In vitro uptake and transport studies of PEG-PLGA polymeric micelles in respiratory epithelial cells

Abstract

Polymeric micelles are considered promising carriers for pulmonary drug delivery. Their interaction with the respiratory epithelium, however, is mostly unknown. In the present study, methoxypoly (ethylene glycol) (mPEG)-poly (lactic-co-glycolic acid) (PLGA) micelles containing curcumin acetate (CA) or a mixture of CA and Nile Red (NR) were prepared using the solvent evaporation method. Calu-3 and NCI-H441 human respiratory epithelial cell monolayers were used as in vitro models of upper and lower respiratory tract epithelium barrier, respectively, to study the cellular uptake and transport of the vesicles. The results show that Calu-3 and NCI-H441 cells internalized micellar particles and that micelles were able to translocate across the cell monolayers. Micelles were more readily internalized into and permeated across Calu-3 cell monolayers when compared to NCI-H441 cells. Furthermore, the presence of inhibitors of endocytic processes, such as methyl-β-cyclodextrin, NaN3 and hypertonic sucrose attenuated the cellular uptake and trafficking of micelles. In conclusion, this study demonstrated that mPEG-PLGA micelles translocate human respiratory epithelium in vitro through clathrin-, energy- and cholesterol-mediated endocytosis.

(Saved data entries)
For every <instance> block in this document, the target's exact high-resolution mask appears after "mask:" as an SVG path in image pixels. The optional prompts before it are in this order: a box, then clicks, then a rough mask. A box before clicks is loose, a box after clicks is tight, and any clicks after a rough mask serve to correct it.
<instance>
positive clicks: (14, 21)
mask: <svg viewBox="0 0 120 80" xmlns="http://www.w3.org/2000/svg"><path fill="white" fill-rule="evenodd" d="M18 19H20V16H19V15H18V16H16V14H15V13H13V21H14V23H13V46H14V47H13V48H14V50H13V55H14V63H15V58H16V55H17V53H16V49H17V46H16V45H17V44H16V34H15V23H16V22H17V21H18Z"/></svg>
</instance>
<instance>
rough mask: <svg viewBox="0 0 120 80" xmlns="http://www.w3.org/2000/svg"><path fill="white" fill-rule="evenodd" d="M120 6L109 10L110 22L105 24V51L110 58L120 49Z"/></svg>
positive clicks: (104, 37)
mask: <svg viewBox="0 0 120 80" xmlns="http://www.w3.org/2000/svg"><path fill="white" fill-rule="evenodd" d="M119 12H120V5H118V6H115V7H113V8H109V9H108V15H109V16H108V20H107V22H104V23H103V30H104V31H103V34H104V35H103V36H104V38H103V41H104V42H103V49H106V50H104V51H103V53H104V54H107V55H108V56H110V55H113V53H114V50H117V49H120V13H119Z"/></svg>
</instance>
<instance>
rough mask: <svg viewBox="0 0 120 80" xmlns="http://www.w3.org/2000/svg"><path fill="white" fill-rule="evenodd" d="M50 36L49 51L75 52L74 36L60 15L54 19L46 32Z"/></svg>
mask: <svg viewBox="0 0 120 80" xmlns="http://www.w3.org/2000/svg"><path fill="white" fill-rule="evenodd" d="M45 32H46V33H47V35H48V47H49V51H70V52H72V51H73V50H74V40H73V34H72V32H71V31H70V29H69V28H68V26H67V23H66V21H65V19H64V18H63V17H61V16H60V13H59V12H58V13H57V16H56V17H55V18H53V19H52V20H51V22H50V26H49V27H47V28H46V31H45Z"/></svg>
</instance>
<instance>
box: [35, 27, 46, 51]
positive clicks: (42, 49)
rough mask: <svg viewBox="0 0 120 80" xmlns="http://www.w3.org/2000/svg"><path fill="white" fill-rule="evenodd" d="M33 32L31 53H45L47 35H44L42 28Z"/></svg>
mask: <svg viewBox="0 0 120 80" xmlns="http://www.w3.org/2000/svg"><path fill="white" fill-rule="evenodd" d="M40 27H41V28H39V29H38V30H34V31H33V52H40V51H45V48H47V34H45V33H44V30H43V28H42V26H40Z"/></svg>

Task to complete:
Condense the paragraph of the micelle study above that begins "Polymeric micelles are considered promising" into a short bulleted list that keeps its main findings.

Solution below:
- Polymeric micelles are promising carriers for pulmonary drug delivery, but little is known about how they interact with the respiratory epithelium.
- mPEG-PLGA micelles containing curcumin acetate (CA), or CA with Nile Red, were prepared by solvent evaporation.
- Calu-3 and NCI-H441 human cell monolayers served as in vitro models of the upper and lower respiratory epithelium.
- Both cell types internalized the micelles, and the micelles crossed both monolayers.
- Uptake and permeation were greater in Calu-3 than in NCI-H441 cells.
- Endocytosis inhibitors (methyl-β-cyclodextrin, NaN3, hypertonic sucrose) reduced uptake and trafficking.
- Conclusion: the micelles cross human respiratory epithelium in vitro through clathrin-, energy- and cholesterol-mediated endocytosis.